### SET EXERCISE
Give again, word for word, only the lines from the one containing "backsplash, then give the position of each instance." through the final line.

### GIVEN RECORDS

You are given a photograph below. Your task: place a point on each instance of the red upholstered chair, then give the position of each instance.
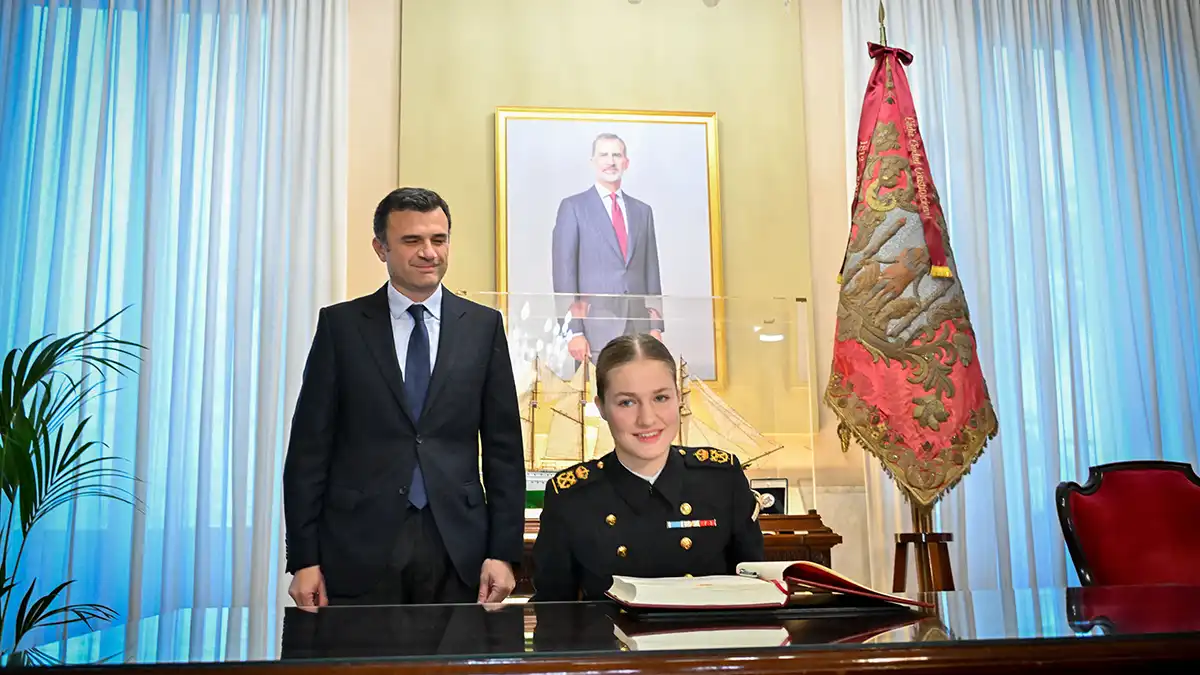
(1133, 523)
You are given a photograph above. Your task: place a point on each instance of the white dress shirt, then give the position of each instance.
(402, 323)
(605, 196)
(649, 479)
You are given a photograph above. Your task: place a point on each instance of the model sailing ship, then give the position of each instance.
(561, 425)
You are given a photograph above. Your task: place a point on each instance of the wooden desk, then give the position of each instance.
(785, 537)
(1091, 629)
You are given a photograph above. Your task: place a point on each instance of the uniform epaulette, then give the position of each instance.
(709, 457)
(576, 476)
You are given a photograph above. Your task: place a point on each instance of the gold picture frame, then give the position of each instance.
(546, 142)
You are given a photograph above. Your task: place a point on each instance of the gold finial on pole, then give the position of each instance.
(883, 28)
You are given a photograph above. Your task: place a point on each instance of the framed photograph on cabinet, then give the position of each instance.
(609, 223)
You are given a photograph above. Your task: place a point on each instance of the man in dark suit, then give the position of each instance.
(604, 256)
(402, 393)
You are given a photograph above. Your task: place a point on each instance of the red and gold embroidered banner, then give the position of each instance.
(906, 380)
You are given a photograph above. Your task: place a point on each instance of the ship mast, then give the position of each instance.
(533, 411)
(583, 405)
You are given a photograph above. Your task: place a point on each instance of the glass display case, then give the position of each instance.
(745, 378)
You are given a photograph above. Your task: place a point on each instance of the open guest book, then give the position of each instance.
(755, 585)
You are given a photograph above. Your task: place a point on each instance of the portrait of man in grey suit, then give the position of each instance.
(605, 257)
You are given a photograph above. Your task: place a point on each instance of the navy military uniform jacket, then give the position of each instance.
(600, 519)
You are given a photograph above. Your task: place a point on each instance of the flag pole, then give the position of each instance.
(883, 27)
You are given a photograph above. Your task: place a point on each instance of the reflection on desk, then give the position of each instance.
(1050, 629)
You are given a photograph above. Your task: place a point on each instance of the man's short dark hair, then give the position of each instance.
(407, 199)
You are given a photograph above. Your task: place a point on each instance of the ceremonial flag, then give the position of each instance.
(906, 380)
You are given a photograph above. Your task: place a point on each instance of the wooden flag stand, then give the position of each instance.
(933, 555)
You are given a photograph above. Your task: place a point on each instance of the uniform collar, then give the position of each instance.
(637, 491)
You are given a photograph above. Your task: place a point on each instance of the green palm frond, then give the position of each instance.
(46, 461)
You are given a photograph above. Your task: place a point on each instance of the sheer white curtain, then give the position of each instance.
(186, 159)
(1063, 138)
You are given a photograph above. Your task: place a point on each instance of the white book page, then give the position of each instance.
(771, 571)
(702, 639)
(696, 591)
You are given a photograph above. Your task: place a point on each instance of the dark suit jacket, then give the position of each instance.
(353, 444)
(587, 261)
(599, 520)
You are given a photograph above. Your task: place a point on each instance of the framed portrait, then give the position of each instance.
(609, 222)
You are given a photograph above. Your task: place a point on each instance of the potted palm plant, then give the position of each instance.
(46, 463)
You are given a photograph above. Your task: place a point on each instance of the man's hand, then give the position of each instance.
(579, 348)
(307, 587)
(496, 580)
(579, 309)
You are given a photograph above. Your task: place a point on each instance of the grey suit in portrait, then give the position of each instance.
(587, 266)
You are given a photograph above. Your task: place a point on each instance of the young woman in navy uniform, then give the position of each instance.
(648, 508)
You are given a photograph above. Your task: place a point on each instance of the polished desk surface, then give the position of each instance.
(1057, 629)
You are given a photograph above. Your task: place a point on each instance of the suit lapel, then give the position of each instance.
(377, 332)
(634, 223)
(599, 214)
(453, 309)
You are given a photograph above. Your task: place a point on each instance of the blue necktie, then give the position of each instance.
(417, 383)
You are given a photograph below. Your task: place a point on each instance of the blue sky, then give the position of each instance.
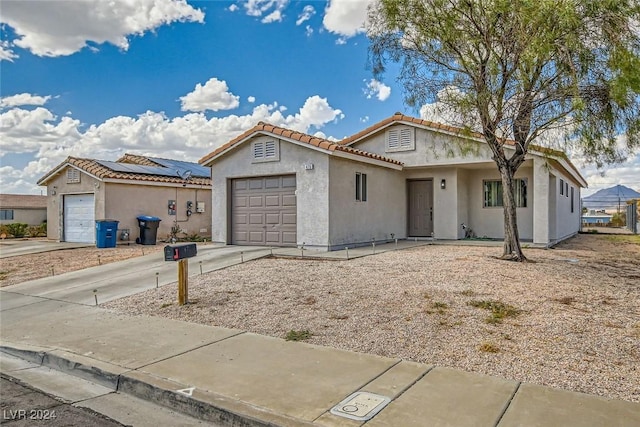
(176, 79)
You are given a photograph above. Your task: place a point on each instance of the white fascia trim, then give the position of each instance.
(364, 159)
(158, 184)
(50, 175)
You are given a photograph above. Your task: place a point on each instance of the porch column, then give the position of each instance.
(540, 201)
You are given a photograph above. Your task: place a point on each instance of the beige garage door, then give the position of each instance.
(263, 211)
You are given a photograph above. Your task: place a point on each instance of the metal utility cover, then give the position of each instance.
(360, 406)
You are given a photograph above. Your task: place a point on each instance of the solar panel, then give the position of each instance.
(195, 168)
(140, 169)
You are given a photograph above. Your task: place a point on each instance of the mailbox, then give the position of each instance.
(178, 252)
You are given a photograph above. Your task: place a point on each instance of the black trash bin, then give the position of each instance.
(106, 230)
(148, 229)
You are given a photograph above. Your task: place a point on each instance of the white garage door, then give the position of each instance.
(79, 218)
(264, 211)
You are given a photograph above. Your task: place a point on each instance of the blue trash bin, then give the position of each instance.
(106, 233)
(148, 229)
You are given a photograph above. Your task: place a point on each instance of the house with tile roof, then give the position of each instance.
(24, 208)
(81, 191)
(403, 177)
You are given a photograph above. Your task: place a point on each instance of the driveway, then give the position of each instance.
(10, 248)
(119, 279)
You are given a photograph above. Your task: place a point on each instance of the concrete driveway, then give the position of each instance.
(15, 247)
(120, 279)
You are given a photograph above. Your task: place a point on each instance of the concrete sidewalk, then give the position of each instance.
(239, 378)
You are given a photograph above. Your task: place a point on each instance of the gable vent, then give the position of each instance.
(400, 139)
(265, 151)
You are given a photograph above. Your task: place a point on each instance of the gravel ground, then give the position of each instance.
(570, 319)
(23, 268)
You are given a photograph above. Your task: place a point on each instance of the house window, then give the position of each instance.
(361, 187)
(6, 214)
(266, 151)
(400, 139)
(493, 193)
(571, 199)
(73, 176)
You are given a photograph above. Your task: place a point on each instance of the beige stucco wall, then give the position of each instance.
(312, 193)
(57, 188)
(356, 223)
(32, 216)
(125, 202)
(431, 148)
(567, 223)
(489, 222)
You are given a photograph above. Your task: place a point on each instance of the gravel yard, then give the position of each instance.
(23, 268)
(571, 319)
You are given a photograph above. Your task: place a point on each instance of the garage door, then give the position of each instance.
(79, 218)
(263, 211)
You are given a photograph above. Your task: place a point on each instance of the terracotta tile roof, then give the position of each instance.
(314, 141)
(136, 160)
(399, 117)
(100, 171)
(23, 201)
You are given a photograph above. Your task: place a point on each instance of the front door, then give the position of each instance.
(421, 208)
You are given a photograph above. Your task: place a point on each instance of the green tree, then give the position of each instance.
(515, 70)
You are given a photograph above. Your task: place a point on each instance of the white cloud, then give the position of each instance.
(377, 89)
(51, 139)
(23, 99)
(272, 8)
(6, 53)
(58, 28)
(214, 96)
(306, 14)
(346, 17)
(275, 16)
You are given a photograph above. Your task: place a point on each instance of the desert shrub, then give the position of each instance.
(17, 229)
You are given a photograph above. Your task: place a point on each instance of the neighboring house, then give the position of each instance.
(24, 208)
(400, 178)
(81, 191)
(594, 217)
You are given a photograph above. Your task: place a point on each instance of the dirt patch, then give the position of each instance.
(23, 268)
(570, 320)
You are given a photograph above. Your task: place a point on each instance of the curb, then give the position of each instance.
(202, 405)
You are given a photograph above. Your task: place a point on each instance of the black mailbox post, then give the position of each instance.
(178, 252)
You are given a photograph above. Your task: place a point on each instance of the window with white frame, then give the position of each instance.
(6, 214)
(73, 176)
(266, 151)
(400, 139)
(493, 196)
(572, 200)
(361, 187)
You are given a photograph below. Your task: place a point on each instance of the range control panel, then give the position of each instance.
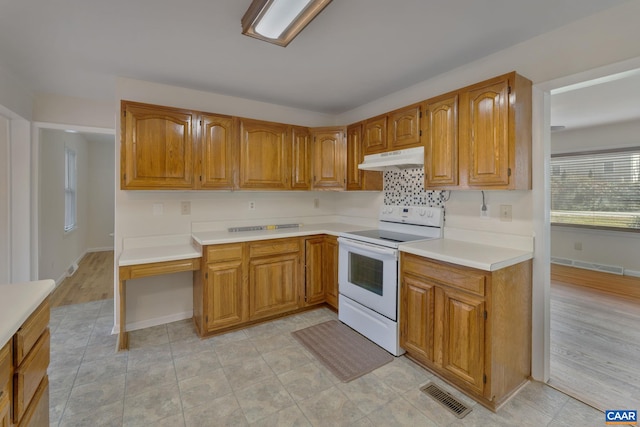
(418, 215)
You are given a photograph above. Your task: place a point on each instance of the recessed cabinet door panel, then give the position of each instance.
(328, 159)
(488, 135)
(224, 294)
(375, 135)
(441, 142)
(157, 148)
(273, 285)
(264, 155)
(300, 158)
(463, 336)
(404, 128)
(356, 178)
(416, 317)
(217, 152)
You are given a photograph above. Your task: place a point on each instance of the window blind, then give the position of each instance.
(70, 185)
(597, 189)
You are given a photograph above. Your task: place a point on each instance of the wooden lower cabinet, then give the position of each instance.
(24, 384)
(220, 289)
(314, 283)
(470, 327)
(321, 270)
(274, 283)
(243, 283)
(330, 268)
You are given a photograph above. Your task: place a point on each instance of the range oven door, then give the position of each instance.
(368, 274)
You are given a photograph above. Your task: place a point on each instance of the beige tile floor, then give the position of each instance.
(257, 376)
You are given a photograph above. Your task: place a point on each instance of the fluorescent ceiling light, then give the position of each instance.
(279, 21)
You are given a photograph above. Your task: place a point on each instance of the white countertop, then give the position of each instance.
(476, 255)
(148, 250)
(223, 236)
(17, 302)
(151, 254)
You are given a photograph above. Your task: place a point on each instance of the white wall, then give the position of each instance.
(5, 247)
(60, 249)
(101, 215)
(66, 110)
(15, 95)
(598, 246)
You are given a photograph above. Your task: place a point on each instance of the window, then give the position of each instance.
(70, 186)
(596, 189)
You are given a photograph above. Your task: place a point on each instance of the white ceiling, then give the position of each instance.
(354, 52)
(601, 101)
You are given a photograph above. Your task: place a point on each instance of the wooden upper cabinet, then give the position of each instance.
(440, 133)
(300, 158)
(495, 134)
(404, 128)
(375, 135)
(358, 179)
(329, 165)
(265, 161)
(217, 149)
(156, 148)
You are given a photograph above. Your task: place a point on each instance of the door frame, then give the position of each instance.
(541, 193)
(36, 128)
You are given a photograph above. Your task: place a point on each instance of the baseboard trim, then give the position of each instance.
(141, 324)
(624, 286)
(101, 249)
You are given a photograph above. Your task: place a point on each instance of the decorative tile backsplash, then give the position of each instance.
(405, 187)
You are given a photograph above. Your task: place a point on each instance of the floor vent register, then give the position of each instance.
(446, 399)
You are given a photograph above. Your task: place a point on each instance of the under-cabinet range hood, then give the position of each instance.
(400, 159)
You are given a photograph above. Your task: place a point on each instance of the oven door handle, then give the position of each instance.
(367, 246)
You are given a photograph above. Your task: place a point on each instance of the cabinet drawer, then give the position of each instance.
(29, 375)
(460, 277)
(5, 366)
(274, 247)
(217, 253)
(30, 332)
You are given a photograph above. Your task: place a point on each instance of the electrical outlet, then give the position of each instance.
(185, 208)
(505, 213)
(484, 213)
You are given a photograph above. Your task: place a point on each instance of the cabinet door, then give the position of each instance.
(440, 130)
(484, 143)
(330, 270)
(314, 271)
(273, 285)
(459, 327)
(375, 135)
(356, 178)
(300, 158)
(328, 159)
(218, 157)
(404, 128)
(224, 295)
(264, 155)
(416, 317)
(4, 409)
(157, 147)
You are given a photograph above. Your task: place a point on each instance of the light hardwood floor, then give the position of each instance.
(595, 346)
(93, 281)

### WRITTEN RESPONSE
You are given a photograph above. Your task: place a point on each instance of the decorative tile backsplash, then give the position of each instance.
(405, 187)
You are given a photograph above. Your task: place a point on each instance of the floor vent register, then give the position of each instance.
(446, 399)
You are given a photograph above. Your task: place a point on each instance of the under-cabinet range hood, then give the position of each instance.
(400, 159)
You are given a photograph above. Your task: place a point on each instance of the oven door handle, then give the position of each instance.
(367, 246)
You are given a photograph above. Your task: place a point on each instance of the cabinet drawer, then give the position of each instance.
(29, 375)
(460, 277)
(5, 366)
(274, 247)
(217, 253)
(30, 332)
You are given a photograph above. Your task: place a point on each instance of the electrical outlet, then give the position of each instance.
(185, 208)
(505, 213)
(484, 213)
You are given a photograph above. Your task: place a point on each instance of the cabinet door, then give the position of each instance.
(440, 130)
(484, 143)
(330, 270)
(314, 271)
(273, 285)
(459, 327)
(375, 135)
(356, 178)
(300, 158)
(328, 159)
(218, 157)
(404, 128)
(224, 295)
(264, 155)
(416, 317)
(4, 409)
(157, 147)
You are given a photograph above. Your task: place a point on each instance of the light hardwood floor, then give the position of each instance.
(595, 346)
(93, 281)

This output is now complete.